***** Exercise input *****
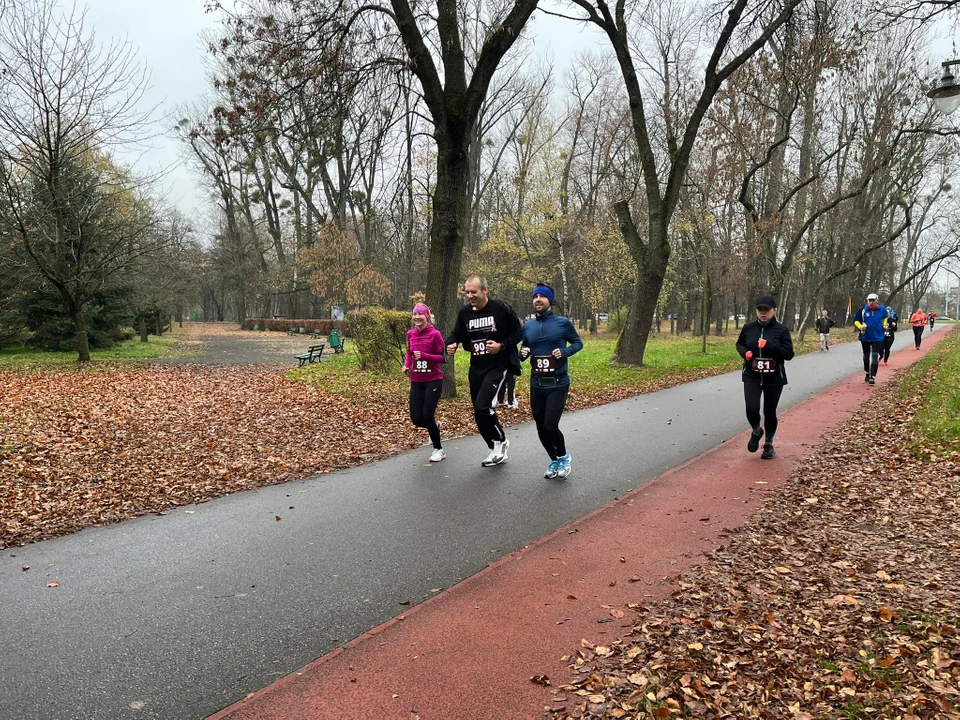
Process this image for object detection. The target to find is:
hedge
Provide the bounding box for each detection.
[347,307,410,373]
[243,318,349,335]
*****
» What needs to be done
Write out all the entries precisely as given, omitting each image.

» Final answer
Process this image for object detection. The target to find is:
hedge
Provide the bounding box for each detection.
[347,307,410,373]
[243,318,349,335]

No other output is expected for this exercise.